*** Opening of Supplied passage ***

'Startling' dinosaur protein discovery
- 31 January 2017
- From the section Science & Environment
Ancient proteins dating back 195 million years have been found inside a dinosaur bone.
The discovery pushes back the oldest evidence for preserved proteins by 100 million years.
Scientists have also found traces of a mineral that probably came from the blood of the early Jurassic dinosaur.
Soft tissues provide new insights into the biology of dinosaurs and how they evolved.
They are rarely preserved during the process of fossilisation, during which bones and teeth are slowly transformed into "rock".
Robert Reisz, a palaeontologist from the University of Toronto Mississauga, in Canada, said: "We hope to be able to learn more about the biology of these animals and the more we know about their soft tissues the more we will know about them overall.
"We are actually looking at the preservation of the original materials that were in the living organism rather than an impression of the soft tissues that were there."
The researchers studied the fossils of a Lufengosaurus dinosaur using infrared spectroscopy with a synchrotron in Taiwan.
Preserved fragments of collagen and iron-rich proteins were found within the walls of blood vessels running through rib bones.
They think the remains of dinosaur blood may have preserved the collagen for almost 200 million years.
Stephen Brusatte of the University of Edinburgh, who is not connected with the research, said the discovery was "a jaw-dropper".
"To find proteins in a 195-million-year-old dinosaur fossil is a startling discovery," he told BBC News.
"It almost sounds too good to be true, but this team has used every method at their disposal to verify their discovery, and it seems to hold up."
He said the fact that proteins can survive for so long has two big implications.

*** Close of Supplied passage ***
*** Opening of Listed entries ***

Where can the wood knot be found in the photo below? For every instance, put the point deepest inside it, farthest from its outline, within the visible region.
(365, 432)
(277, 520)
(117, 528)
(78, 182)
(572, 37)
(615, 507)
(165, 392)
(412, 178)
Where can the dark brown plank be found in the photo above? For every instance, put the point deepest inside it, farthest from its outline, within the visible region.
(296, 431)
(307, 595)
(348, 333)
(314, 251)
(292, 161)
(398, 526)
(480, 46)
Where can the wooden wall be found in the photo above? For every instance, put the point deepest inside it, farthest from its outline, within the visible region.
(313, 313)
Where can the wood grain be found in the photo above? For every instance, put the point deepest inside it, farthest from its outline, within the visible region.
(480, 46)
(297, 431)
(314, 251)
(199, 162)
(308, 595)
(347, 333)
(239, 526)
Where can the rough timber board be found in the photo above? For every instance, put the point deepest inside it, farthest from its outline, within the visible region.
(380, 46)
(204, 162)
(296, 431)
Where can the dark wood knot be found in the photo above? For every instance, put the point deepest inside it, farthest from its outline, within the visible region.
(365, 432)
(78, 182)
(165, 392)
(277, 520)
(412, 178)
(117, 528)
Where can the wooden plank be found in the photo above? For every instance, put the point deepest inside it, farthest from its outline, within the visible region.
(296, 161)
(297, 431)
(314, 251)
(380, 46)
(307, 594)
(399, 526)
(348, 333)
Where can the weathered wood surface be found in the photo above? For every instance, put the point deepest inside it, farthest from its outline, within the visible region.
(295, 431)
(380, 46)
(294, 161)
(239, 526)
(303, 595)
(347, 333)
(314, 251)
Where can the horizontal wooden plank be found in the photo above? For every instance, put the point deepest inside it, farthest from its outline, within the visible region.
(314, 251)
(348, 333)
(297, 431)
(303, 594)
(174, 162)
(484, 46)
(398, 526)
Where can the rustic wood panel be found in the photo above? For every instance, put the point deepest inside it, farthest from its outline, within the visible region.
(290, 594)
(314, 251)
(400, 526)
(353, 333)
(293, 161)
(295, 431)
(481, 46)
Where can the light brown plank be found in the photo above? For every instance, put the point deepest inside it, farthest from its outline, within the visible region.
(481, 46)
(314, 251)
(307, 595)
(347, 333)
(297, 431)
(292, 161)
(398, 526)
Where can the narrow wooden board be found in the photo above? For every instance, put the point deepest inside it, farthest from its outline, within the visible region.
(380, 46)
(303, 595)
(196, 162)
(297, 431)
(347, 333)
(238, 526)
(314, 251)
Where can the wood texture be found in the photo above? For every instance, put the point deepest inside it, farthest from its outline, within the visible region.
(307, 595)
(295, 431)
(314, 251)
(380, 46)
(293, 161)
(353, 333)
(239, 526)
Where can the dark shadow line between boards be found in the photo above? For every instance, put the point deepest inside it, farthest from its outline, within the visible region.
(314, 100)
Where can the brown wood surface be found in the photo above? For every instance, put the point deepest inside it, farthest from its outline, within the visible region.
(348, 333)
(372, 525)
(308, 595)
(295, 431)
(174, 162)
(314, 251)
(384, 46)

*** Close of Listed entries ***

| Requirement A |
Using the dinosaur protein article, say whether each statement agrees with it: (i) the proteins were found in a dinosaur leg bone; (ii) the fossils were studied using infrared spectroscopy with a synchrotron in Taiwan; (iii) Stephen Brusatte took part in the research. For each, answer yes or no and quote the words of the article that decide it.
| Requirement B |
According to the dinosaur protein article, how far back does the discovery push the oldest evidence for preserved proteins?
| Requirement C |
Extract the stretch of the dinosaur protein article from "Robert Reisz, a" through "synchrotron in Taiwan.".

| Problem solution A |
(i) No: "Preserved fragments of collagen and iron-rich proteins were found within the walls of blood vessels running through rib bones."
(ii) Yes: "The researchers studied the fossils of a Lufengosaurus dinosaur using infrared spectroscopy with a synchrotron in Taiwan."
(iii) No: "Stephen Brusatte of the University of Edinburgh, who is not connected with the research"

| Problem solution B |
By 100 million years.

| Problem solution C |
Robert Reisz, a palaeontologist from the University of Toronto Mississauga, in Canada, said: "We hope to be able to learn more about the biology of these animals and the more we know about their soft tissues the more we will know about them overall.
"We are actually looking at the preservation of the original materials that were in the living organism rather than an impression of the soft tissues that were there."
The researchers studied the fossils of a Lufengosaurus dinosaur using infrared spectroscopy with a synchrotron in Taiwan.